健康教室
10月30日、健康教室を開催。近畿大学病院 遺伝子診療部副部長 兼 脳神経内科 臨床教授
~頭痛がなくなるって本当ですか~ 『知って得する頭痛の話』

西郷 和真 氏
「片頭痛の病態と最新治療」
頭痛は大きく、1次性頭痛(片頭痛、緊張型頭痛、群発頭痛など)と、脳血管障害・外傷・感染症などに伴う2次性頭痛に分類されます。1次性頭痛の中でも片頭痛の有病率は約8%と高く、日常生活への支障度が非常に大きいことが報告されています。国際調査では、片頭痛は「日常生活に支障をきたす疾患」の第2位に位置し、日本では労働生産性の低下(プレゼンティーズム)による年間経済損失が最大2兆3000億円に達すると推計されています。
片頭痛は拍動性で片側性の中等度?重度の頭痛を特徴とし、悪心や光・音過敏を伴います。発作は前兆を伴う場合と伴わない場合があり、ストレス、睡眠不足、月経、気候変化、アルコールなどが誘因として知られています。病態にはセロトニンの変動、皮質拡延性抑制(CSD)、三叉神経系の活性化、神経ペプチドCGRPの放出などが関与し、これらが複雑に相互作用して発作を引き起こすと考えられています。主要な仮説として「三叉神経血管説」が広く支持されていますが、それぞれの仮説が複雑に関係し、一つの病態だけでは片頭痛を説明することはできません。
+ + +
* [作業課題 1]: 本文で片頭痛の誘因として挙げられているものを、すべて書き出せ。
* [作業課題 2]:
本文に基づいて次の問いに答えよ。
(a) 片頭痛の有病率は約何%とされているか。
(b) 日本で片頭痛による年間経済損失は最大いくらに達すると推計されているか。
(c) 片頭痛の主要な仮説として広く支持されているのは何という説か。

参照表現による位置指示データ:
+ + +
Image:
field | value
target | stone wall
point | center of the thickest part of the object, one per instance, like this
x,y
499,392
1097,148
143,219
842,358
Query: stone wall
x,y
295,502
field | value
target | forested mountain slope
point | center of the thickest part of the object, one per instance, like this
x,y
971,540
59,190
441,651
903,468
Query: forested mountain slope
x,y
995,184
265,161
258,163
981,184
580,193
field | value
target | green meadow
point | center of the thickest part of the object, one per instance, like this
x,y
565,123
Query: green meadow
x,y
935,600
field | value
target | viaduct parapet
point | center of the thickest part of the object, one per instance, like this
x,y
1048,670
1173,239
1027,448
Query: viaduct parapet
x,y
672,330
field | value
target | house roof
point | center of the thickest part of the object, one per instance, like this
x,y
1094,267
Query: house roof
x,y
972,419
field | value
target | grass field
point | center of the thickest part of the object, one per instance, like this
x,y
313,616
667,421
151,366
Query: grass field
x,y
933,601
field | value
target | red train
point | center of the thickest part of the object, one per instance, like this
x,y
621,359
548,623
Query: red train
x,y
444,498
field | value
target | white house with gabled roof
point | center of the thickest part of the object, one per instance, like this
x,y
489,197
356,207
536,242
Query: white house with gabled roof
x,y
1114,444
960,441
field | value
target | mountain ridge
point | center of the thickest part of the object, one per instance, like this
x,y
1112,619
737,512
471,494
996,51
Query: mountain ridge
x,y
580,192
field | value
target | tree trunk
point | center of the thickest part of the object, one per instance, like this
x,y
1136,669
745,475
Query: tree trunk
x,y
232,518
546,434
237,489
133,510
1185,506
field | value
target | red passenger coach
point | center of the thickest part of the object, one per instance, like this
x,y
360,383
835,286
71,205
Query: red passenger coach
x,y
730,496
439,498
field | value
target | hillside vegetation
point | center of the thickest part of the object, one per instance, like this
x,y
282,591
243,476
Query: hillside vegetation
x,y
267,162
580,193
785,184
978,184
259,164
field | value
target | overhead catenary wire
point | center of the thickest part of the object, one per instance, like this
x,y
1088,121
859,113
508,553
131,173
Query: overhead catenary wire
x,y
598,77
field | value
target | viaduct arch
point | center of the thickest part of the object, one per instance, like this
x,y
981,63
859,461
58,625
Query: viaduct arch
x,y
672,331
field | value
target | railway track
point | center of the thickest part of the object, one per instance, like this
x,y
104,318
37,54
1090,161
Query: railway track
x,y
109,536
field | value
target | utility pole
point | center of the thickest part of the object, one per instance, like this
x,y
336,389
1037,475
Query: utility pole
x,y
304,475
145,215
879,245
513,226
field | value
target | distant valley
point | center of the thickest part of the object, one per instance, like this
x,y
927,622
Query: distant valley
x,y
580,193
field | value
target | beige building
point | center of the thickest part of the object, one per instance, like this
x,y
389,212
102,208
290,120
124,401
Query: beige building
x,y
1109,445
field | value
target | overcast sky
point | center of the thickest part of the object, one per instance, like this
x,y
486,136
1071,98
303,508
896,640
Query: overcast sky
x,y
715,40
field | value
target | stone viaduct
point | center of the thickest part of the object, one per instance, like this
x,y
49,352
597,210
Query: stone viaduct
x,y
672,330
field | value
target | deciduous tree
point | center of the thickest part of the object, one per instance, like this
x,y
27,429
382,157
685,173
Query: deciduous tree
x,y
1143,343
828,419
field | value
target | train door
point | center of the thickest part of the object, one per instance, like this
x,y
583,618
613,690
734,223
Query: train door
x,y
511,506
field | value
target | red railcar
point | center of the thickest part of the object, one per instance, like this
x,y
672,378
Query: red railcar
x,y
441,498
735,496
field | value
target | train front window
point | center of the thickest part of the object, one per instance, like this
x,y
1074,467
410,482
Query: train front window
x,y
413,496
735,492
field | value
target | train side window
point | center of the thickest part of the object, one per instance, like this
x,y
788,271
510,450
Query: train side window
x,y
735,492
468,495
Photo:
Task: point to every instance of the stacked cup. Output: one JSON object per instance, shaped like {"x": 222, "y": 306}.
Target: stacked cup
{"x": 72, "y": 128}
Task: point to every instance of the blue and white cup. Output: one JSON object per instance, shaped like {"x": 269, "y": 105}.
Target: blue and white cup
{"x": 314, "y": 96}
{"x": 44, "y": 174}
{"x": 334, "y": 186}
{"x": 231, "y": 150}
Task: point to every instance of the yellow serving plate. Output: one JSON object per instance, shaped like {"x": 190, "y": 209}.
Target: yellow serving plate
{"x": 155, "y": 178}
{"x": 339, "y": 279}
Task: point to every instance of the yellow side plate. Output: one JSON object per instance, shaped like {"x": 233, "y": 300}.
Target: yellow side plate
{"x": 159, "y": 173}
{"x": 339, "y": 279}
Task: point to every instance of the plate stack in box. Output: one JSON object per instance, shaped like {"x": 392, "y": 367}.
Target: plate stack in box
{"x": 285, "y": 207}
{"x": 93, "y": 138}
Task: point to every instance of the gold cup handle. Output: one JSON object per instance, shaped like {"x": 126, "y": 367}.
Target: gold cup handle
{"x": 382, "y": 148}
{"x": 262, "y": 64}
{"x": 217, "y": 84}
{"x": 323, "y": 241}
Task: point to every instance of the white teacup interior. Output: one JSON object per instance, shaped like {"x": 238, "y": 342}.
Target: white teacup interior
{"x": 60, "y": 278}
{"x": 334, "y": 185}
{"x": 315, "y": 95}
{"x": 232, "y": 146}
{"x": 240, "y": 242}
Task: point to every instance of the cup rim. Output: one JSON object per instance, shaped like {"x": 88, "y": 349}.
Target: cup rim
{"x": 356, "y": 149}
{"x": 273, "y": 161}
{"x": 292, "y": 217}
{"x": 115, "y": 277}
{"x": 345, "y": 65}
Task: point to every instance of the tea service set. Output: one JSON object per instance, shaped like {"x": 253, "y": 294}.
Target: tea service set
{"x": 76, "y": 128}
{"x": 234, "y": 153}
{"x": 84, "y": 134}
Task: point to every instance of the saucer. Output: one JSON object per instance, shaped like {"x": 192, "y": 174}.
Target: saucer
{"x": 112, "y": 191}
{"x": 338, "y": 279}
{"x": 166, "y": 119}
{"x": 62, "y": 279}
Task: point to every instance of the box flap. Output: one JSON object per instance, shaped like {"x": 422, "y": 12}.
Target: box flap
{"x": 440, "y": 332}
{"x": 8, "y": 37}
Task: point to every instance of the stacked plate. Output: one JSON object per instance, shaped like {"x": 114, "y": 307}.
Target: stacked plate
+ + +
* [想定解答 1]: ストレス、睡眠不足、月経、気候変化、アルコールの五つである。

* [想定解答 2]:
(a) 約8%とされている。
(b) 最大2兆3000億円に達すると推計されている。
(c) 「三叉神経血管説」である。